DOCUMENT EXTRACT:
━━━

Malachi 3:1-4; Luke 3:1-6; Philippians 1:3-11.

Malachi 3:1-4

“See, I am sending my messenger to prepare the way before me, and the Lord whom you seek will suddenly come to his temple.  The messenger of the covenant in whom you delight – indeed, he is coming, says the Lord of hosts.  But who can endure the day of his coming, and who can stand when he appears? 

“For he is like a refiner’s fire and like fullers’ soap; he will sit as a refiner and purifier of silver, and he will purify the descendants of Levi and refine them like gold and silver, until they present offerings to the Lord in righteousness.  Then the offering of Judah and Jerusalem will be pleasing to the Lord as in the days of old and as in former years”.

One cannot read this passage in scripture without hearing those words so dramatically and powerfully sung in Handel’s “Messiah”.  In a most profound sense, this passage is meant more to be sung than to be read!

But it is important to move behind the beauty and the poetic power of these words to their meaning.  For it is true that what Malachi is prophesying lends itself magnificently to its inevitable use by the early Christians as they seek to connect the ministries of John the Baptist and of Jesus with the Hebrew prophecies of the forerunner and the Messiah.

There is an innate ambiguity in this scripture because the word “messenger” is used to refer to two distinct people.  It is possible to read it as one person.  But to do so makes the passage itself internally inconsistent as well as thoroughly confusing.

The two people foretold in this passage are “my (i.e., God’s) messenger” and “the messenger of the covenant”.  Malachi tells us that “my messenger” is one chosen by God to “prepare the way before (God)” who “will suddenly come to his temple”.  What is behind this statement is the completion of a prophecy earlier enunciated by Ezekiel.

In Ezekiel 8-10, that prophet describes God’s judgment coming upon Jerusalem and its Temple.  The Temple is the symbol of God’s presence “tabernacling” among His people.  Ezekiel describes the glory of God (the “Shekinah”) lifting from off the Temple where it had rested since Solomon had consecrated it.  In majestic writing, Ezekiel describes God’s glory moving away from the Temple toward the east, clearing the walls of the city and then moving away from the city to disappear over the eastern mountains surrounding the city (Ezek. 10:1-22).  Across that city is then written the curse, “Ichabod” (“the glory has departed”).

Ezekiel later envisions a day when God’s glory will return to a newly consecrated Jerusalem and Temple (Ezek. 47-48).  But it is in Malachi that this later prophet completes Ezekiel’s vision by declaring that “the Lord whom you seek will suddenly come to his Temple”.  God is returning, for God is once again on the move! 

But how do we know that God is on the move?  We know that God is acting because God sends “my messenger” before Him to declare that God is returning to Jerusalem (it was the practice in the ancient Near East for a king to send a messenger ahead of him to announce that the king was on the move and would soon arrive).  Of course, the early Christians identified “my messenger” with John the Baptist who came proclaiming, “The one who is more powerful than I is coming after me; he will baptize you with the Holy Spirit” (Mark !:2, 4-8; cf. Matt. 3:7-12; Luke 3:1-20; John 1:19-28).

━━━

STORED DATA:
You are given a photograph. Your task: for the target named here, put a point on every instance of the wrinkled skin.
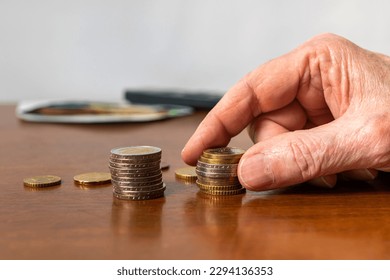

━━━

WRITTEN REQUEST:
Carry the commentary on Malachi 3:1-4 forward from its last sentence. The listing has no connection to the commentary on Malachi 3:1-4.

EXERCISE RESPONSE:
But Malachi tells us that there is a second person; he is “the messenger of the covenant” (vs. 1b).  He is like a refiner’s fire and fullers’ soap, exposing the oppressive injustice, economic exploitation and the lust for domination systemic to Israel’s elite and even of the people of Israel.  That “messenger of the covenant” will burn away the nation’s dross and wash away the nation’s sins, so that they are prepared for the coming of God Himself “to his temple” (vss. 2b-3). 

It is this second messenger who will “purify the descendants of Levi and refine them like gold and silver, until they present offerings to the Lord in righteousness” (v. 3).  What will be needed, if there is to be any future for Israel, is that their political, economic and religious leadership (“the descendants of Levi”) will have to undergo conversion – rebirth – a total turning around in their priorities and values and objectives both for themselves and for their nation.  They will have to eschew political oppression, economic exploitation and domination of the people.  They will have to replace these priorities for new values of justice, equitable sharing of wealth and authentic relationship with God and all the people of Israel.  But that can’t happen unless and until there is profound purification that must happen both to these leaders and to Israel itself.  Such purification is likened to the process of refining metal – burning off the dross and preserving the refined metal (cf. Jer. 9:7; Zech. 13:9).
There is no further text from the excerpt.